Manhattan commercial real estate vacancy rate increased 1.8 percentage points over the past year to 7.1 percent, according to a mid-year report by brokerage Cushman and Wakefield. The vacancy rate reached its highest level since the fall of 2006.
The increase in the vacancy rate was coupled with increasing asking rents, which hit an average of $71.59 at the mid-year point, a 7 percent rise over last year, the report said.
Joseph Harbert, Cushman and Wakefield chief operating officer for the New York metro region, said that both vacancies and rents were increasing because big amounts of higher-quality spaces were becoming available.
“You have some space coming on the market that is more expensive than space going off the market,” he said at the meeting where the report was released Tuesday.
The softness was broad based. Steep increases in the vacancy rate over the first quarter were seen in Midtown, where it increased from 6 percent to 7.1 percent; Midtown South, from 5 percent to 5.9 percent; and Downtown, from 7.2 percent to 7.7 percent.

* **SOURCE INFORMATION**
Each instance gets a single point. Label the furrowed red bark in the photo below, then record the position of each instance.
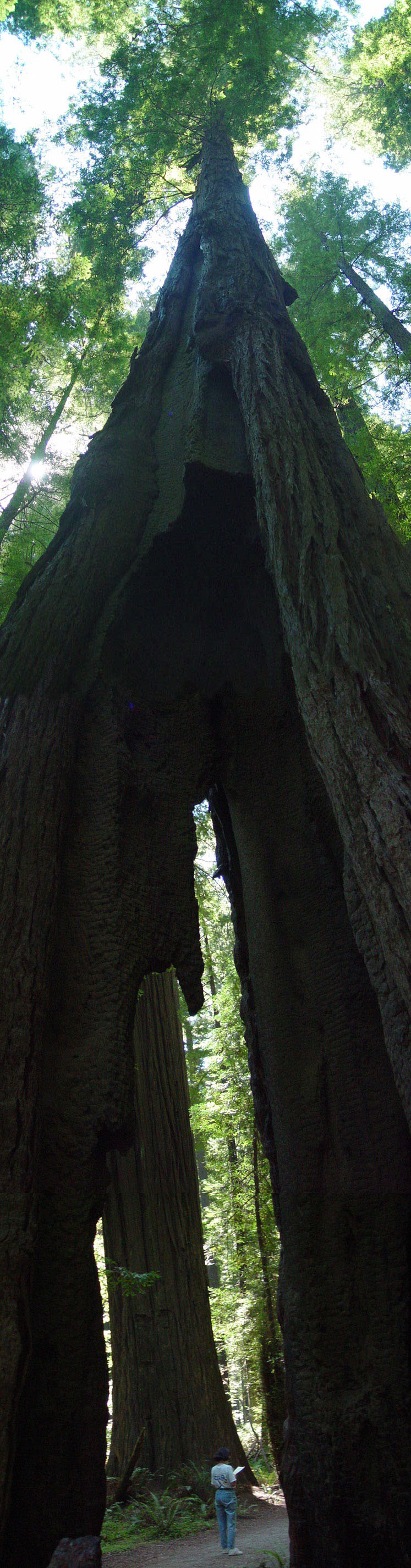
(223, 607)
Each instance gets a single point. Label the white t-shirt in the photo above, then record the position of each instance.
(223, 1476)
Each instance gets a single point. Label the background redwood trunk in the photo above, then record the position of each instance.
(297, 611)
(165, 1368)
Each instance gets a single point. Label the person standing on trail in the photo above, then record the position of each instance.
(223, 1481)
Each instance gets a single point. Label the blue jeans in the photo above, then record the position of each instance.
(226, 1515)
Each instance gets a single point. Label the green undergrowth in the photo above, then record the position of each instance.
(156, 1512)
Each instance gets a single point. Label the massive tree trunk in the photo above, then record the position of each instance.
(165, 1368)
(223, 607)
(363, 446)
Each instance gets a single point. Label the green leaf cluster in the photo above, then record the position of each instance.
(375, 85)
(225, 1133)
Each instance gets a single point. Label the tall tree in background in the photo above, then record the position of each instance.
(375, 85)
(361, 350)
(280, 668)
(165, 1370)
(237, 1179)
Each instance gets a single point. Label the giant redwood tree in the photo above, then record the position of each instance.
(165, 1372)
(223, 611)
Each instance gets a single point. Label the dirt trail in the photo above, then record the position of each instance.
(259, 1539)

---

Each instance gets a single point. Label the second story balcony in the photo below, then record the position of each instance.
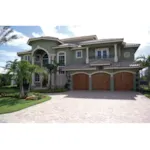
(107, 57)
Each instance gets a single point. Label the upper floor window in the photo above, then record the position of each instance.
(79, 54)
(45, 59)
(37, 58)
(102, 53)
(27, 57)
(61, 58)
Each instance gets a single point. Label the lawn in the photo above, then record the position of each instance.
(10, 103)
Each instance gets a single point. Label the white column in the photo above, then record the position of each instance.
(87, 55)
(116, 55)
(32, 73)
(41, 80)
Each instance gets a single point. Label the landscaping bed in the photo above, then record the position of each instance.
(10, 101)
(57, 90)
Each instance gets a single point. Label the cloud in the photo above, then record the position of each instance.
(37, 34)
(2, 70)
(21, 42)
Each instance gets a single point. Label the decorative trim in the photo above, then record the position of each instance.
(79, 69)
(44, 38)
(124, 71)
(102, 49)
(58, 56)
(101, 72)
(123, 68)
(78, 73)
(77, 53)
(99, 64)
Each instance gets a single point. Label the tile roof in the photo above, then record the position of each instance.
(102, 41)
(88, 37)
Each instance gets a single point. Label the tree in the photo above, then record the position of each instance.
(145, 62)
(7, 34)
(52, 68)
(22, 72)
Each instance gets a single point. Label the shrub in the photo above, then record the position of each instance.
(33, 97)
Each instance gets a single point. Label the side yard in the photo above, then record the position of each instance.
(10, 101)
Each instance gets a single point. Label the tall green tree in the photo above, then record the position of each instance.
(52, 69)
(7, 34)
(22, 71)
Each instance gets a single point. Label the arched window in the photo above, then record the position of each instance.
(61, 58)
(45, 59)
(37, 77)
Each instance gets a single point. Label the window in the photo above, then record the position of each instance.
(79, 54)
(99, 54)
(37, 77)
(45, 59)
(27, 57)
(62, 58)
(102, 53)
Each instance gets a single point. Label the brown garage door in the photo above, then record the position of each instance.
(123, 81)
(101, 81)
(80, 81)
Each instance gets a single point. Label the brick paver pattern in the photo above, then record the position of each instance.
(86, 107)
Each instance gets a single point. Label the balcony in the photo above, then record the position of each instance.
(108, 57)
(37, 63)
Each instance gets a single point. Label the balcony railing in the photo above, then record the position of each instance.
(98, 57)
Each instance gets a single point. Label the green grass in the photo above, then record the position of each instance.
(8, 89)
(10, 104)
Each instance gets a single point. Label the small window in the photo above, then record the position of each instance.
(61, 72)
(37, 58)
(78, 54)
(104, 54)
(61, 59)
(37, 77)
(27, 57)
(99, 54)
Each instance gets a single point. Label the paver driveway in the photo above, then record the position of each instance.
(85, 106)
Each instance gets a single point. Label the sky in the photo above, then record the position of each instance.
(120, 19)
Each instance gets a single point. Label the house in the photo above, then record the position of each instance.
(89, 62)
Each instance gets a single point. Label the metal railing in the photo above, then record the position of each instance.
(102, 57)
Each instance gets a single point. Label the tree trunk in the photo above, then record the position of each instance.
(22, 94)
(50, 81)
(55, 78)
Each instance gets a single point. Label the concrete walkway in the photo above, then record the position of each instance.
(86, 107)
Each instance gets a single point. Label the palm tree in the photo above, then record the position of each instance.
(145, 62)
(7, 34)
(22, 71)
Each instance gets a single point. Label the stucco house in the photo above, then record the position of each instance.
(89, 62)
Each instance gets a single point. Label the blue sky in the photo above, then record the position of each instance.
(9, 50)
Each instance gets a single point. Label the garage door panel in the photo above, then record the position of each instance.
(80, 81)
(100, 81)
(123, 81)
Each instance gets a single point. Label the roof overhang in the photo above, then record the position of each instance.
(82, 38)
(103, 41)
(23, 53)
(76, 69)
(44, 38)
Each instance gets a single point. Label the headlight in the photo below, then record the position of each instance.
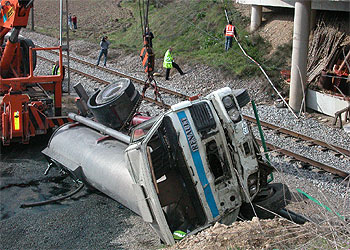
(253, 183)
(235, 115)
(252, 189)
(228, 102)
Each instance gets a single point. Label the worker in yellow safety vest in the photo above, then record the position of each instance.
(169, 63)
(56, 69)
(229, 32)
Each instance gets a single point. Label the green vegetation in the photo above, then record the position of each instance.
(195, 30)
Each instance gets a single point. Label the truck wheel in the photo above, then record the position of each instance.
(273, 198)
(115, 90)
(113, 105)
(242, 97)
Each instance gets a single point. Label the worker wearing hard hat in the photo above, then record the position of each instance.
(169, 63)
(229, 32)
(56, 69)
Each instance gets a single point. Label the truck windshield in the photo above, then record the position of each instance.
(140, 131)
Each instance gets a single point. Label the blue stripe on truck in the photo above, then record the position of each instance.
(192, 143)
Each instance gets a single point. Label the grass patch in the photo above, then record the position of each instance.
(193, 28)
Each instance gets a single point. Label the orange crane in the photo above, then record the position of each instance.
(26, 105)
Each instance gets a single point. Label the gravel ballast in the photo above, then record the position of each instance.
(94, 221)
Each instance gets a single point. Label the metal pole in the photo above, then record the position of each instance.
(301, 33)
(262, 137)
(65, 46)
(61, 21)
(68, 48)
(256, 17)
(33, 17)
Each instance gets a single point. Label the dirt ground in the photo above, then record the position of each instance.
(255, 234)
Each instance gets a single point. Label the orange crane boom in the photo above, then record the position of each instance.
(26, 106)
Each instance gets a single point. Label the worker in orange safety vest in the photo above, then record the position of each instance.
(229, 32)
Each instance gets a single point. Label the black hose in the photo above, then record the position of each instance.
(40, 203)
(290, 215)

---

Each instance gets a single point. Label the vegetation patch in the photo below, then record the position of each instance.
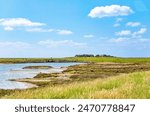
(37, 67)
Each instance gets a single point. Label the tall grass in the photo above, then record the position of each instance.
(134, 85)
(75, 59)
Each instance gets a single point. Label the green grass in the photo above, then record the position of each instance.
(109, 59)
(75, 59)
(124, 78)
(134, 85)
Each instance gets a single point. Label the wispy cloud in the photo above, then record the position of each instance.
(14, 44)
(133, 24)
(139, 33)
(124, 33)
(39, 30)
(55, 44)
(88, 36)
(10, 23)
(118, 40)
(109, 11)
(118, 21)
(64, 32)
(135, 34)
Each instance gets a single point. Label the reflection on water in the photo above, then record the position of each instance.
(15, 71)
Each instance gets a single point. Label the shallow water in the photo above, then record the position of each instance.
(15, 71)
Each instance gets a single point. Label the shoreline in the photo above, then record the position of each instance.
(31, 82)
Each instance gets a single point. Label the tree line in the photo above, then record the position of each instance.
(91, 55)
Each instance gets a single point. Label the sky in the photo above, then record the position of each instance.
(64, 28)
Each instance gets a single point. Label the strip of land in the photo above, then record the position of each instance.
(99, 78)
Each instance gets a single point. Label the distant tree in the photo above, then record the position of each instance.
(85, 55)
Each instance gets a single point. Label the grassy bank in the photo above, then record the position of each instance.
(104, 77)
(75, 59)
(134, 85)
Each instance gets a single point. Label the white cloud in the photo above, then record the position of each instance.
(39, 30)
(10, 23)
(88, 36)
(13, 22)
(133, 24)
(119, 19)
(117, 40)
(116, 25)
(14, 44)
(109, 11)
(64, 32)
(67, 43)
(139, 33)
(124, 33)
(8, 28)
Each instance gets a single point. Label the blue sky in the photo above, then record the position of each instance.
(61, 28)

* **QUESTIONS ON THE MATERIAL**
(a) In the Manhattan vacancy report, why were vacancies and asking rents rising at the same time? Answer in one to three sentences.
(b) Pick up the report on Manhattan commercial vacancy rates after its final sentence and write the next part.
The listing has nothing to do with the report on Manhattan office vacancies.

* **OUTPUTS IN ORDER**
(a) Large amounts of higher-quality space were becoming available. The space coming onto the market was more expensive than the space going off it, so average asking rents climbed even as vacancies grew.

(b)
Leasing activity, too, fell by 2.2 percent to 11.5 million square feet in the first half of the year.
Investment sales were off sharply from the same period a year before, with $13.8 billion closed or under contract, compared with $34 billion last year.
Foreign investors accounted for nearly half of that volume, up from a high of 15 percent in recent years, the report said.
Retail rents remained strong overall, but in some submarkets they were flat or falling, said Gene Spiegelman, executive director of retail services at Cushman and Wakefield.
Soho saw rents spike, but rents fell on Manhattan’s Upper West Side on Broadway from 60th to 86th streets.
“Soho has developed a very strong international appeal,” Spiegelman said. “It is a must have location for brand expansion.”